Instructions for the task: Retype every line below precisely as it appears.

(Dataset records)
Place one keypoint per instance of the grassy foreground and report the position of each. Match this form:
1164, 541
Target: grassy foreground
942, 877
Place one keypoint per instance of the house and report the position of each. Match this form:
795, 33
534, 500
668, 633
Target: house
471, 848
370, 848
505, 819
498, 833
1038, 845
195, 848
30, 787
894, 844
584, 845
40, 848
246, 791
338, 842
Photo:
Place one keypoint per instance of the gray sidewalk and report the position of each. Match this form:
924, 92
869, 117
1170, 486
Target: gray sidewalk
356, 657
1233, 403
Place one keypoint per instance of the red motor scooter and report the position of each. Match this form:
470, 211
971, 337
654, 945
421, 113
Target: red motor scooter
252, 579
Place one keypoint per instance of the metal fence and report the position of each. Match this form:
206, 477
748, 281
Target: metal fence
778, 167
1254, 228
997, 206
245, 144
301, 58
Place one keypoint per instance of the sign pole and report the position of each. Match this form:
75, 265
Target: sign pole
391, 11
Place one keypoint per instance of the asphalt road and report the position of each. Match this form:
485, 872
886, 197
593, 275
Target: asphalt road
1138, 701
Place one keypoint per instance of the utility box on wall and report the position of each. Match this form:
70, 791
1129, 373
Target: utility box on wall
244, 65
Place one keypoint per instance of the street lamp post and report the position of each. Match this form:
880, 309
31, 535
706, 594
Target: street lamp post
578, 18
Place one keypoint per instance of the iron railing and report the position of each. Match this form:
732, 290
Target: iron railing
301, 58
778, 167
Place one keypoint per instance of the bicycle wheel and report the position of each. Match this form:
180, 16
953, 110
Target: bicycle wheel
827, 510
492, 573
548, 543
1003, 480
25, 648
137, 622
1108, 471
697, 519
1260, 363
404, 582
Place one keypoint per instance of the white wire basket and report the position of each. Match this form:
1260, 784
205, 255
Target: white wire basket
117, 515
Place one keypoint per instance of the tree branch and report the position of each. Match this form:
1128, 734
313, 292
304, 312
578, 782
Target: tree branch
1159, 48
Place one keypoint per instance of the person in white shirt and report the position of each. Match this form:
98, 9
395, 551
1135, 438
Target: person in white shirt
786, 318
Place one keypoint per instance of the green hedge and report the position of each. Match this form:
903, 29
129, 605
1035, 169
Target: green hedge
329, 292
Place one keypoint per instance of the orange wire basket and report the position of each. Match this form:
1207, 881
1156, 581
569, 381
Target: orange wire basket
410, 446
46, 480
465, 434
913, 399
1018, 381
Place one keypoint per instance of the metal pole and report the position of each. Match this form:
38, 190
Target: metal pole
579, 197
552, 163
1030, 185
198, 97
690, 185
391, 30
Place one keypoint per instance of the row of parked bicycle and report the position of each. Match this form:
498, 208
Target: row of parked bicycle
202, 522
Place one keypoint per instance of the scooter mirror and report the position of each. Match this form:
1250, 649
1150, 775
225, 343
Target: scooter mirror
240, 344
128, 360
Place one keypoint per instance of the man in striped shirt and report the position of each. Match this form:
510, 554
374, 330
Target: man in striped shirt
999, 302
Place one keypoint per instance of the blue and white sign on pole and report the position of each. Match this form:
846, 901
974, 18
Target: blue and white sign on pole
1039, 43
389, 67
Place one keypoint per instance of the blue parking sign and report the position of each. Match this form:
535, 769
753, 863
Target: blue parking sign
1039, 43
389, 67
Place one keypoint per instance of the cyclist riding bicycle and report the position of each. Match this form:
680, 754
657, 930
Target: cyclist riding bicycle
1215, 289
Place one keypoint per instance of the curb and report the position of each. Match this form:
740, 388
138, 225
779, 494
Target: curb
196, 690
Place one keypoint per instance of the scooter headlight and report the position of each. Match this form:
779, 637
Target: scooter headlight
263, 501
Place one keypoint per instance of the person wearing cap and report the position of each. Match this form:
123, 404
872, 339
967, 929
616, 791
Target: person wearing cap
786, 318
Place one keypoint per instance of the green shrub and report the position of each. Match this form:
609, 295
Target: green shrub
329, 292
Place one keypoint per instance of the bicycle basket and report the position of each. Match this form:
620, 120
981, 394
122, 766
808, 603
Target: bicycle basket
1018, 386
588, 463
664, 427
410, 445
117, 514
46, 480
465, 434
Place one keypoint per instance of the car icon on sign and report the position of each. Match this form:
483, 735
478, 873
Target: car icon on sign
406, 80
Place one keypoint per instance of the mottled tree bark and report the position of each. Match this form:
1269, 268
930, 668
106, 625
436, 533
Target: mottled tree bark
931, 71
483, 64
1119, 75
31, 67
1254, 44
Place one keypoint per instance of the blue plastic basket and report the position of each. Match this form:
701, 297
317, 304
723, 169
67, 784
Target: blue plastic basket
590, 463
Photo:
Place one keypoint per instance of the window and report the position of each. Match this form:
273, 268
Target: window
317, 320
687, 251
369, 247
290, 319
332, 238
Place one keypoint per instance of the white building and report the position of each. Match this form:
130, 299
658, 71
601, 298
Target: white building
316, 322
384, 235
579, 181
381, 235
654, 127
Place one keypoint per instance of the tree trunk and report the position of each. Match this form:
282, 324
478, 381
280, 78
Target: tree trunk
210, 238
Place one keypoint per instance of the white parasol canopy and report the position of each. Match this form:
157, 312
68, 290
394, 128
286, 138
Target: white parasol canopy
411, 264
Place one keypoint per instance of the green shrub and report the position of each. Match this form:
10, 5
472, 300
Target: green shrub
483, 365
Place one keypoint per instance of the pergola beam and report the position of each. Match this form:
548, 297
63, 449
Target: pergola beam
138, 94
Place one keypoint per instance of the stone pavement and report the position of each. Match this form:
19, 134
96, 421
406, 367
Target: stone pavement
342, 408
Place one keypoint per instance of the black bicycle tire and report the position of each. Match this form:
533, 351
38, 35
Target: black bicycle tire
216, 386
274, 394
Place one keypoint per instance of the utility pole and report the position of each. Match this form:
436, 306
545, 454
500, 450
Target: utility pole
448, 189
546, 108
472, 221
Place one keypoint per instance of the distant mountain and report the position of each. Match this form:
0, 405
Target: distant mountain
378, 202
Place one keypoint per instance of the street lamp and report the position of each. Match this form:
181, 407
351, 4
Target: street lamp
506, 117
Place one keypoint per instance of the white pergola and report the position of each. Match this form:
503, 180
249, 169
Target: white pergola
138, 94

Output of the task:
Place one keypoint per instance of the grassy foreground and report the position of each. Match this form:
1164, 541
Target: grassy foreground
942, 877
Place one keypoint per instance of the house and report the position of each. Match this form:
795, 33
534, 500
668, 633
Target: house
471, 848
370, 848
505, 819
498, 833
1038, 845
195, 848
30, 787
894, 844
584, 845
40, 848
246, 791
338, 842
Photo:
Place one keypoint per instance of the gray sidewalk and report the position of each. Match this form:
924, 92
869, 117
1170, 486
Target: gray sidewalk
356, 657
1233, 403
Place one keypoint per instance of the red motor scooter and report the position of each. Match this form:
470, 211
971, 337
654, 945
421, 113
Target: red motor scooter
252, 579
Place one keypoint per instance of the metal fence and report the position of each. Match this form:
206, 477
748, 281
Target: metal fence
778, 167
1254, 228
997, 206
245, 144
301, 58
Place one keypoint per instance of the sign pole and report the position of each. Match this form:
75, 265
Target: sign pole
391, 11
Place one keypoint per instance of the asphalt road and report the position of each. Match this form:
485, 872
886, 197
593, 275
Target: asphalt road
1138, 701
Place one keypoint per instance of the utility box on wall and report the position of each. Match this form:
70, 791
1129, 373
Target: utility box on wall
244, 65
Place one keypoint per instance of the street lamp post and report the position of each. Match this form:
880, 309
31, 535
706, 594
Target: street lamp post
578, 18
Place one keypoint per instance of the iron railing and report the position of each. Match this form:
732, 290
Target: iron railing
301, 58
778, 167
Place one keypoint per instance of the bicycle wheel and report the position of each. Match this form:
180, 16
953, 110
Target: bicycle wheel
827, 510
492, 573
548, 543
1003, 480
25, 648
137, 622
1108, 471
697, 519
1260, 363
404, 582
Place one keypoint per instance of the white wire basket and report the position of each. Match this form:
1260, 784
205, 255
Target: white wire basket
117, 515
Place one keypoint per instance of the tree branch and report the position of each. Match this form:
1128, 734
313, 292
304, 312
578, 782
Target: tree branch
1159, 48
Place one keypoint per instance of the person in white shirt and report the position of each. Match this form:
98, 9
395, 551
1135, 438
Target: person in white shirt
786, 318
Place one keypoint per instance of the green hedge and report the position of each. Match this form:
903, 29
129, 605
1035, 169
Target: green hedge
329, 292
Place one keypoint per instance of the orange wire basket and report the position of each. Match this form:
1207, 881
1156, 581
569, 381
Target: orange wire basket
410, 446
46, 480
465, 434
913, 399
1018, 381
Place one keypoint per instance of the metal pole and report the position of each. Match this form:
38, 190
Target: metal pole
579, 197
552, 163
1030, 185
198, 97
690, 185
391, 30
Place one keypoint per instance of the row of parked bicycle and report the position of each. Match this form:
498, 208
Target: row of parked bicycle
202, 522
Place one keypoint per instance of the scooter mirror and report the position of each. Match this form:
1250, 649
1150, 775
225, 343
Target: scooter mirror
240, 344
128, 360
Place one keypoint per instance of the man in striped shirt and report the position of each. Match this form:
510, 554
374, 330
Target: man in striped shirt
999, 302
Place one keypoint per instance of the blue and white sign on pole and report the position of each. Match this form:
846, 901
974, 18
Target: blue and white sign on pole
1039, 43
389, 67
Place one keypoint per instance of the blue parking sign and report the position of each. Match this form:
535, 769
753, 863
Target: blue parking sign
1039, 43
389, 67
Place one keypoint per instance of the cyclist riding bicycle and report the position of each. Match this form:
680, 754
657, 930
Target: cyclist riding bicycle
1215, 289
Place one keypoint per instance of the curb and report the position of each. Match this form:
740, 388
138, 225
779, 494
Target: curb
196, 690
Place one keypoint per instance of the scooter headlight and report the position of each. Match this form:
779, 637
Target: scooter headlight
263, 501
Place one keypoint per instance of the person wearing cap and report the position of each. Match this form:
123, 404
872, 339
967, 929
616, 791
Target: person wearing cap
786, 318
Place one keypoint per instance of the green shrub and report the position of each. Match this form:
609, 295
Target: green shrub
329, 292
Place one keypoint per instance of the bicycle basket and report the position of each. Match this form:
620, 120
981, 394
122, 766
808, 603
Target: bicycle basket
1018, 386
588, 463
664, 427
410, 445
117, 514
46, 480
465, 434
Place one keypoint per instance of the car icon on sign and report the position of each. Match this form:
483, 735
478, 873
Target: car icon on sign
406, 80
Place one keypoint per instance of the mottled tree bark and report the position of each. Match this form:
1269, 268
930, 668
106, 625
436, 533
Target: mottled tree bark
931, 71
483, 64
1119, 75
31, 67
1254, 44
Place one keypoint per instance of the blue plastic basket and report the position of each. Match this form:
701, 297
317, 304
723, 169
67, 784
Target: blue plastic basket
590, 463
Photo:
Place one keypoint per instance of the window and report the position of each. Match this form:
273, 268
Target: window
317, 320
687, 251
369, 247
290, 319
332, 238
Place one keypoint per instance of the white building and report the position of each. Match this form:
130, 299
658, 71
601, 298
Target: white building
316, 322
384, 235
579, 181
381, 235
654, 127
Place one keypoint per instance of the tree trunk and report the position of each. Match this form:
282, 324
478, 381
280, 78
Target: tree trunk
210, 238
Place one keypoint per instance of the white parasol canopy and report the position of each. Match this form:
157, 312
68, 290
394, 128
286, 138
Target: white parasol canopy
411, 264
Place one keypoint per instance of the green shrub and report the position of each. Match this form:
10, 5
472, 300
Target: green shrub
483, 365
Place one keypoint per instance of the pergola beam and report the position of each. Match this form:
548, 297
63, 449
Target: pergola beam
138, 94
Place one keypoint per instance of the stone pavement and report the position of each. Match this form:
19, 134
96, 421
406, 367
Target: stone pavement
342, 408
Place one keypoint per instance of the black bicycle tire and report the position of each. Match this form:
533, 351
38, 35
Target: black bicycle tire
216, 386
274, 394
Place one keypoint per instance of the utility pole and report the position of each. Match this form:
436, 306
545, 454
500, 450
Target: utility pole
448, 189
546, 108
472, 221
Place one keypoint per instance of the distant mountain and report the position of each. Match this form:
0, 405
Target: distant mountain
378, 202
Place one keypoint per instance of the street lamp and report the position of each. Match this form:
181, 407
351, 4
Target: street lamp
506, 117
Place one keypoint per instance of the white pergola and report the position of each. Match this form:
503, 180
249, 169
Target: white pergola
138, 94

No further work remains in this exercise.